━━━━━ GEGEVEN GEGEVENS

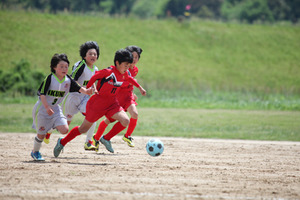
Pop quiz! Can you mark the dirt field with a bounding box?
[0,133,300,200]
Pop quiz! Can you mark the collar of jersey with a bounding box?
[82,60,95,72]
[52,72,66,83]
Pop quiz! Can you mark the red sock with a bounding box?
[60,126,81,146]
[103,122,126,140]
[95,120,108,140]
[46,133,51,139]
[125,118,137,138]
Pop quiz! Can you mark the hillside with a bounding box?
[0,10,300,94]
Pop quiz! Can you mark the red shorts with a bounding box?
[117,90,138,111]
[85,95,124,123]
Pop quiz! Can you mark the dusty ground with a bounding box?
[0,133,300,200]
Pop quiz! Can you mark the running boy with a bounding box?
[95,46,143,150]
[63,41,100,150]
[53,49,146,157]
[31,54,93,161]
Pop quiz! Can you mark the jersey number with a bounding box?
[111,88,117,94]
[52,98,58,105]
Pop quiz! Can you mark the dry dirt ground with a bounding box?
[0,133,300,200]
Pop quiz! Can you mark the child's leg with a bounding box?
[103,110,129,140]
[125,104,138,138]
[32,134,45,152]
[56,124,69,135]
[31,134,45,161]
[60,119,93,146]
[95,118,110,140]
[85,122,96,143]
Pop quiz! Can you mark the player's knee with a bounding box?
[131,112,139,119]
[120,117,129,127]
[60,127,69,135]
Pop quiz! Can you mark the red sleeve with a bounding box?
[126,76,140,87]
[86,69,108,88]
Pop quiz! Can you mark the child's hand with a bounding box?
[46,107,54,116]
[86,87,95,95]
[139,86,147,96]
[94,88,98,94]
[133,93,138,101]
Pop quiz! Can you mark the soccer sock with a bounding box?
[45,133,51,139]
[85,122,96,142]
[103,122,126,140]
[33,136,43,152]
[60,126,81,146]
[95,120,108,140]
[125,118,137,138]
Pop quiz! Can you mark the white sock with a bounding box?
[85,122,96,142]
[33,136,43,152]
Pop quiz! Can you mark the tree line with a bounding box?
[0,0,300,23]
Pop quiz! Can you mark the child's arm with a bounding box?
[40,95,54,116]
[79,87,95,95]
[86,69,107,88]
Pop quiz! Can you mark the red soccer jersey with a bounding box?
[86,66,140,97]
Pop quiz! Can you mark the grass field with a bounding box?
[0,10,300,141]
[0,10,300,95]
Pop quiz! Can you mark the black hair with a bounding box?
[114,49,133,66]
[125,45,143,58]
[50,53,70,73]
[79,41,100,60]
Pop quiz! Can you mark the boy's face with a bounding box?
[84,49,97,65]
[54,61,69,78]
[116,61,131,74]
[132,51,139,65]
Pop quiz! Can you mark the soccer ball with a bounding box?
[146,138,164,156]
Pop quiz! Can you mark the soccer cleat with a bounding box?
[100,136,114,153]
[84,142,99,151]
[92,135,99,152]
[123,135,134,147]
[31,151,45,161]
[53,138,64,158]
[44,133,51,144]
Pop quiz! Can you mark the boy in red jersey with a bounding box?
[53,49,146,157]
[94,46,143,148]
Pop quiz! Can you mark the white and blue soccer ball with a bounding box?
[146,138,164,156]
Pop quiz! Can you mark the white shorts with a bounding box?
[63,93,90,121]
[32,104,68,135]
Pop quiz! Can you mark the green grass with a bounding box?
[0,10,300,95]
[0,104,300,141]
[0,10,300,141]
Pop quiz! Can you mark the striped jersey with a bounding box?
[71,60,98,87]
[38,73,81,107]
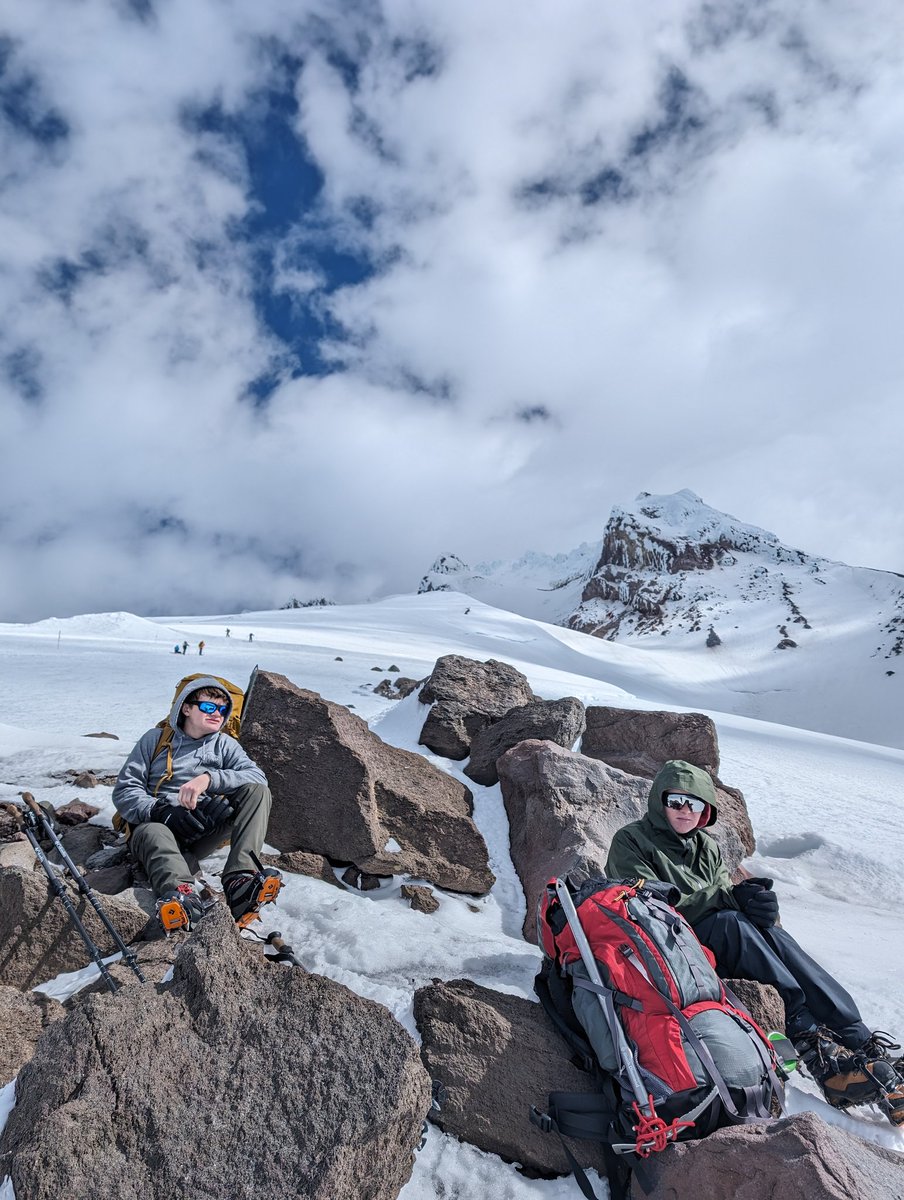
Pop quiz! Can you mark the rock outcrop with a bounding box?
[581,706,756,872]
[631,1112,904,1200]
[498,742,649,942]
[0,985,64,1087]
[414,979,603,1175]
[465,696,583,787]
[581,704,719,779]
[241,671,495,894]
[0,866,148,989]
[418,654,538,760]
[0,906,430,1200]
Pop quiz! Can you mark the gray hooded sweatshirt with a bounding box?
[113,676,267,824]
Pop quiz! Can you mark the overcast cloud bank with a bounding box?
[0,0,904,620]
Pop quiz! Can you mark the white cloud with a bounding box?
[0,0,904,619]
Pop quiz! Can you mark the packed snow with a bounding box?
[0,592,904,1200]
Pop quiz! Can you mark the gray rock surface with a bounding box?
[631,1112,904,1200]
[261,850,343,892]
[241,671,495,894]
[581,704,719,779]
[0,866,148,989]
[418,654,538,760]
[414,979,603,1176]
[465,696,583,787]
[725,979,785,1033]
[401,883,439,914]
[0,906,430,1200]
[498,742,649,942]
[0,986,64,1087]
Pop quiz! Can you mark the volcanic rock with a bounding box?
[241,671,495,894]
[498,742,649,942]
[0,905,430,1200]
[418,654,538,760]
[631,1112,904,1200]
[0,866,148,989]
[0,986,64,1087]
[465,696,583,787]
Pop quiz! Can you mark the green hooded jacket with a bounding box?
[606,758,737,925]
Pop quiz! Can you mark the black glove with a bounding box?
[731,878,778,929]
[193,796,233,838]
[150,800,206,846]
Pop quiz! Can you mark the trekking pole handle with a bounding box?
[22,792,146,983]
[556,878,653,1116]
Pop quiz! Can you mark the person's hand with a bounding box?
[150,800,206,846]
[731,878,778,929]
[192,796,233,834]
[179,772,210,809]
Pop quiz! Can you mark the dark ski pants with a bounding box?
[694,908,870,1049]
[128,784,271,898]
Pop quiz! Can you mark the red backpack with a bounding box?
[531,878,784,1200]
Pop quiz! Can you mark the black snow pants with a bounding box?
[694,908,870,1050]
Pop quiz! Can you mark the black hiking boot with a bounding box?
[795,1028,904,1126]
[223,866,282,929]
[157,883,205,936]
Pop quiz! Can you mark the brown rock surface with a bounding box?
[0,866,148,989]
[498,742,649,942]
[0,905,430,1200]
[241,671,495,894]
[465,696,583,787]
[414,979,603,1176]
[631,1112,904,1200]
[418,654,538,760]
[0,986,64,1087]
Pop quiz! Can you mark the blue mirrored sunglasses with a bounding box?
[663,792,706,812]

━━━━━━━━━━

■ WAT WORDT GEVRAAGD ■
Filter het blok gegevens hierboven en neem elke regel over waarin het woord "black" staat.

■ UITKOMST VAN OPDRACHT ■
Pop quiz! Can you mark the black hair with a bounding box?
Pop quiz! Can you mark the black glove with a bounding box?
Pop quiz! Can you mark the black snow pants with a bounding box?
Pop quiz! Can you mark the black hiking boot with a bounding box?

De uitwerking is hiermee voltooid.